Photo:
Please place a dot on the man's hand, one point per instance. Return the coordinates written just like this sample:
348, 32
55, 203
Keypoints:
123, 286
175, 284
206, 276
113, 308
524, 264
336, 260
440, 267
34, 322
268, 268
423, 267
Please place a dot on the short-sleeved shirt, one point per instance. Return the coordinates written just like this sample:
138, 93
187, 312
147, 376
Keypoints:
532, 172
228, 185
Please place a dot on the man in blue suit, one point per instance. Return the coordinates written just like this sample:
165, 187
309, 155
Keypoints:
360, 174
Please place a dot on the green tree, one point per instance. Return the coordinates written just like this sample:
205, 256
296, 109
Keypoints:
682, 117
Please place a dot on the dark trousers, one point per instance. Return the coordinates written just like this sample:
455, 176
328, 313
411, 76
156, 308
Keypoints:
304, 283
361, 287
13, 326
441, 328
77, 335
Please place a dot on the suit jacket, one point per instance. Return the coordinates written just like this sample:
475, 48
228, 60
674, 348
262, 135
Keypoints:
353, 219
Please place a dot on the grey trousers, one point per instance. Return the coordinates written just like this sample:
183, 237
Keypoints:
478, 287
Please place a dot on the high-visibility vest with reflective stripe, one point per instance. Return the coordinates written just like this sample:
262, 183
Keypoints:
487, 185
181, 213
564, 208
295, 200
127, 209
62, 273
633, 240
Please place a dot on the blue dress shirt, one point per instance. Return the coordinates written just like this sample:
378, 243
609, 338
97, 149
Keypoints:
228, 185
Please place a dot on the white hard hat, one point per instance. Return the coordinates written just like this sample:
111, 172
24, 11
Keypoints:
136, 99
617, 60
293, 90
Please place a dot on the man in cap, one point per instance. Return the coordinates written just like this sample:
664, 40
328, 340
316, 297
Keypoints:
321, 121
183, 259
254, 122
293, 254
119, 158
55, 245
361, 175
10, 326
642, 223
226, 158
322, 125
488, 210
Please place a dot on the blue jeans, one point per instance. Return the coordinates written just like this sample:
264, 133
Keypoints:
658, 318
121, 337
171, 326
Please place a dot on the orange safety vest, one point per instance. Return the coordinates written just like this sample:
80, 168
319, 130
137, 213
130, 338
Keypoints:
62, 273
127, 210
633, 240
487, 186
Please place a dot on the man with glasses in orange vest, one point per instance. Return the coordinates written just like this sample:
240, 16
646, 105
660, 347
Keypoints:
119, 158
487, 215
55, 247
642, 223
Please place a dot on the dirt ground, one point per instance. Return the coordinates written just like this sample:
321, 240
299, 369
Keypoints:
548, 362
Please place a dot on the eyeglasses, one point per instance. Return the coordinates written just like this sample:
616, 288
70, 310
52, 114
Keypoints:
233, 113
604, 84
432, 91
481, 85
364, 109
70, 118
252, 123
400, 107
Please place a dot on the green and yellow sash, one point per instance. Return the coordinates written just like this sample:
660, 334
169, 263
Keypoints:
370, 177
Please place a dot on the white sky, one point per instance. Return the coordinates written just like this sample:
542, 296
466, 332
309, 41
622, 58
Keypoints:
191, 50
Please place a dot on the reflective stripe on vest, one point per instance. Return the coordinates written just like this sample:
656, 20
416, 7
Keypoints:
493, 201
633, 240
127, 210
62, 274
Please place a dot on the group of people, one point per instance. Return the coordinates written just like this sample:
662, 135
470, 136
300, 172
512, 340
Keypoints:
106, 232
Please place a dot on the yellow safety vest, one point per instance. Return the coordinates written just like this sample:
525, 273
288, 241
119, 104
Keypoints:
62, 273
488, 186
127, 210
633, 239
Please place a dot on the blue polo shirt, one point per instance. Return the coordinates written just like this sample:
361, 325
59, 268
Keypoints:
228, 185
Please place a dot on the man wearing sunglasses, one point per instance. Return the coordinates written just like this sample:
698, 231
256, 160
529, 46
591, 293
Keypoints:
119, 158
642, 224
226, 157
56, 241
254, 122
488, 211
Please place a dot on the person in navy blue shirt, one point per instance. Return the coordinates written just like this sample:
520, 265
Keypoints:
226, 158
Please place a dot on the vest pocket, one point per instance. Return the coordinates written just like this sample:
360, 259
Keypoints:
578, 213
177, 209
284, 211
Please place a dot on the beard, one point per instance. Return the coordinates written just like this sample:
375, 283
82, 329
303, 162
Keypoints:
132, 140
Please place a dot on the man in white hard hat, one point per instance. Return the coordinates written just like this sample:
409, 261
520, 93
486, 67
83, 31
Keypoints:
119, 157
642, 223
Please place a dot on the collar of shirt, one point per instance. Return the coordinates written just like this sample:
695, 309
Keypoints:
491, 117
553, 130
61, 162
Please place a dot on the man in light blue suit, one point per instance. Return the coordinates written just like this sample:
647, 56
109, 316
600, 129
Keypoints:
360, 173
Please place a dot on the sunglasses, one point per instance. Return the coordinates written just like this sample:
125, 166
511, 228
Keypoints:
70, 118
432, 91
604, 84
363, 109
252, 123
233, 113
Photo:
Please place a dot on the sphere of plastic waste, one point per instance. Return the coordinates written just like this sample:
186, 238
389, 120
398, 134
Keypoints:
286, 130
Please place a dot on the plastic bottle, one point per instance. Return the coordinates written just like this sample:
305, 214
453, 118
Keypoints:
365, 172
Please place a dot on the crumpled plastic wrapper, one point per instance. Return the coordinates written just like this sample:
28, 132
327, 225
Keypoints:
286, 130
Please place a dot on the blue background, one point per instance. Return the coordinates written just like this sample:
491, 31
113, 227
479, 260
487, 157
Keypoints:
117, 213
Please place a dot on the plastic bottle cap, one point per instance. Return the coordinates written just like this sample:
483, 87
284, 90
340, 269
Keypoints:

> EXERCISE DETAILS
Everything in the listing should be transcribed exactly.

> ANSWER SECTION
Photo:
Please place a dot on the man's hand, one point per instance. Return the coordinates written just like this sample:
348, 32
55, 203
Keypoints:
123, 286
175, 284
206, 276
113, 308
524, 264
336, 260
440, 267
34, 322
268, 268
423, 267
Please place a dot on the short-sleeved shirt, one point per instance. Return the coordinates written just like this sample:
138, 93
187, 312
147, 376
Keypoints:
532, 172
228, 185
Please place a dot on the man in blue suit, one point per instance. Return the coordinates written just like this sample:
165, 187
309, 155
Keypoints:
360, 174
Please place a dot on the green tree, one point per instance. Return the coordinates written just like this sample:
205, 256
296, 109
Keypoints:
682, 117
Please place a dot on the dark trousers, one point per instance. Return the coordinates written just like this sample:
455, 176
328, 313
411, 76
156, 308
Keypoints:
304, 283
361, 287
13, 326
441, 328
77, 335
Please place a dot on the suit jacket, one point per instance. Return the coordinates written just like this sample:
475, 48
228, 60
674, 348
262, 135
Keypoints:
353, 219
Please place a dot on the grey trousers, one point per instance. Return the coordinates written just like this sample:
183, 237
Keypoints:
478, 287
Please place a dot on the high-visibility vest with reflective stripe, one point per instance. Return the coordinates written just like this sample:
262, 183
Keypoints:
487, 185
181, 213
564, 208
295, 200
127, 209
62, 273
633, 240
Please place a dot on the blue dress shirt, one point per instance. Return the coordinates written just like this sample:
378, 243
609, 338
97, 149
Keypoints:
228, 185
Please place a dot on the white hard hat, one point per instance. Return the coordinates written just like this sample:
111, 172
24, 11
Keypoints:
136, 99
617, 60
293, 90
Please place a dot on the man in cap, one point per instance. Return the coordinates written just like this sample:
664, 40
328, 340
316, 297
Keypoints:
321, 121
183, 259
254, 122
293, 254
119, 158
55, 245
361, 175
10, 326
642, 223
226, 158
322, 125
488, 210
Please place a dot on the blue jeans, one point per instance. Return the coordinates written just like this sample:
264, 133
Keypoints:
658, 318
121, 337
171, 326
Please place a dot on the orange safety vest, one point per instance. Return the coordinates written just like this sample:
80, 168
319, 130
137, 213
130, 338
Keypoints:
62, 273
127, 210
633, 240
487, 186
Please place a dot on the man with glasses in orange vest, one point per instance. Return the coordinates written just like this sample:
240, 16
646, 105
660, 347
Keypoints:
119, 158
487, 215
55, 247
642, 223
Please place a dot on the dirt ground, one point per instance. Return the coordinates written just like this sample:
321, 240
299, 369
Keypoints:
548, 362
Please place a dot on the eyeglasses, one point per instance. Return the coordinates written just like this sample:
616, 288
70, 310
52, 114
Keypoints:
233, 113
604, 84
432, 91
481, 85
364, 109
70, 118
252, 123
400, 107
Please place a dot on the green and yellow sash, one point per instance. Return the coordinates written just like this sample:
660, 334
169, 263
Keypoints:
370, 177
Please place a dot on the white sky, one point per instance. Return the coordinates written just like this sample:
542, 296
466, 332
309, 41
622, 58
Keypoints:
191, 50
Please place a dot on the reflective stripe on vest, one point per instance. Return the coordinates written just like this sample:
656, 20
416, 7
Keypoints:
493, 201
633, 240
127, 210
62, 274
Please place a dot on the group of people, one point per instance. Return the coordinates written just like this sample:
662, 135
470, 136
300, 172
512, 340
Keypoints:
106, 232
Please place a dot on the yellow safety vest, one point per instance. Return the coordinates written just like this sample:
525, 273
288, 241
119, 104
Keypoints:
62, 273
488, 186
127, 210
633, 239
Please place a dot on the blue polo shirt, one point per instance. Return the coordinates written just like this sample:
361, 325
59, 268
Keypoints:
228, 185
Please place a dot on the man wearing sunglasses, one point per instance. Return the coordinates written just like this sample:
698, 231
256, 160
529, 46
591, 293
Keypoints:
119, 158
642, 224
226, 157
56, 241
254, 122
488, 211
Please place a dot on the person in navy blue shirt, one point per instance. Return the coordinates written just like this sample:
520, 265
Keypoints:
226, 158
Please place a dot on the vest pocket, one point per instance. Return the coordinates written just like this sample:
360, 259
Keypoints:
578, 213
177, 209
284, 211
Please place a dot on the beard, one point per instance. Return the coordinates written just like this sample:
375, 283
82, 329
303, 162
Keypoints:
132, 140
Please place a dot on the man in white hard hat, one point per instance. Return the coordinates written just like this sample:
409, 261
520, 93
486, 67
83, 31
Keypoints:
119, 157
642, 223
Please place a dot on the collar of shirt, one point per instance. Return the coordinates written just like this sample:
695, 309
Keypoints:
491, 117
553, 130
61, 162
Please place a dot on the man in light blue suit, one point per instance. Return the coordinates written just like this sample:
647, 56
109, 316
600, 129
Keypoints:
360, 173
Please place a dot on the sunglasses, one point per instance. Return the coordinates written just like this sample:
125, 166
511, 228
Keypoints:
70, 118
432, 91
604, 84
363, 109
252, 123
233, 113
Photo:
Please place a dot on the sphere of plastic waste, one point per instance. Return the coordinates written just like this sample:
186, 238
389, 120
398, 134
Keypoints:
286, 130
Please place a dot on the plastic bottle, one point per instance. Return the coordinates written just like this sample:
305, 214
453, 118
Keypoints:
365, 172
Please place a dot on the crumpled plastic wrapper, one point per instance. Return the coordinates written just like this sample:
28, 132
327, 225
Keypoints:
286, 130
Please place a dot on the blue background, one point per instance. Return the coordinates written just like this sample:
491, 31
113, 227
479, 260
487, 157
Keypoints:
117, 213
Please place a dot on the plastic bottle cap, one point per instance. Return the coordinates written just like this sample:
483, 87
284, 90
340, 269
Keypoints:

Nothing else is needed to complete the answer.